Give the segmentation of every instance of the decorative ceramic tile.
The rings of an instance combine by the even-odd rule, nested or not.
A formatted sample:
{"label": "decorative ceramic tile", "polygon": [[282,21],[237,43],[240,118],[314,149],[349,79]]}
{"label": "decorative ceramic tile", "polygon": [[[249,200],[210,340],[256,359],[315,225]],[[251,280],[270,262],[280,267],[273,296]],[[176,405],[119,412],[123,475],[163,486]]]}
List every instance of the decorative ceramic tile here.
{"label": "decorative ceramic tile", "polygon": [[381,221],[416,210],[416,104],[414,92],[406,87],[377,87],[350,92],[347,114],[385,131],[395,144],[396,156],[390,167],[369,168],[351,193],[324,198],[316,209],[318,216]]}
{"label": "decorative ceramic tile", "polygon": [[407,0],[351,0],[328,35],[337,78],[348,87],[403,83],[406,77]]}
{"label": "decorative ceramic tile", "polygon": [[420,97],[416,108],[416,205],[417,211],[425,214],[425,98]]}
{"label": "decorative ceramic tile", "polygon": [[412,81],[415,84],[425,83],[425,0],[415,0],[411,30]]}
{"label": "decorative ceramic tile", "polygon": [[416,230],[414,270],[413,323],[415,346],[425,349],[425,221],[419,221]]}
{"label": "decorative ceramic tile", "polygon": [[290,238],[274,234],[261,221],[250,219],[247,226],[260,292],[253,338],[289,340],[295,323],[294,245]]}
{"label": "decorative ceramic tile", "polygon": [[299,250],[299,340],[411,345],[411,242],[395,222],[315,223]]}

======

**Required task**
Report each line of the material above that contains the string "label". Treat uppercase and lowercase as different.

**Final result**
{"label": "decorative ceramic tile", "polygon": [[282,21],[237,43],[240,118],[314,149],[349,79]]}
{"label": "decorative ceramic tile", "polygon": [[[249,200],[210,340],[256,359],[315,225]],[[251,280],[270,262],[280,267],[273,296]],[[176,405],[119,412],[123,475],[163,486]]]}
{"label": "decorative ceramic tile", "polygon": [[381,221],[416,210],[416,104],[414,92],[406,87],[377,87],[350,92],[347,114],[385,131],[395,144],[396,156],[390,167],[369,168],[351,193],[324,198],[316,209],[318,216]]}
{"label": "decorative ceramic tile", "polygon": [[407,0],[351,0],[328,35],[337,78],[348,87],[403,83],[406,77]]}
{"label": "decorative ceramic tile", "polygon": [[420,97],[416,108],[416,205],[417,211],[425,214],[425,98]]}
{"label": "decorative ceramic tile", "polygon": [[412,81],[415,84],[425,83],[425,0],[415,0],[411,30]]}
{"label": "decorative ceramic tile", "polygon": [[416,230],[414,270],[413,323],[415,346],[425,349],[425,221],[419,221]]}
{"label": "decorative ceramic tile", "polygon": [[290,238],[274,234],[261,221],[250,219],[247,226],[260,292],[253,338],[289,340],[295,323],[294,245]]}
{"label": "decorative ceramic tile", "polygon": [[299,250],[299,340],[411,345],[411,242],[395,222],[315,223]]}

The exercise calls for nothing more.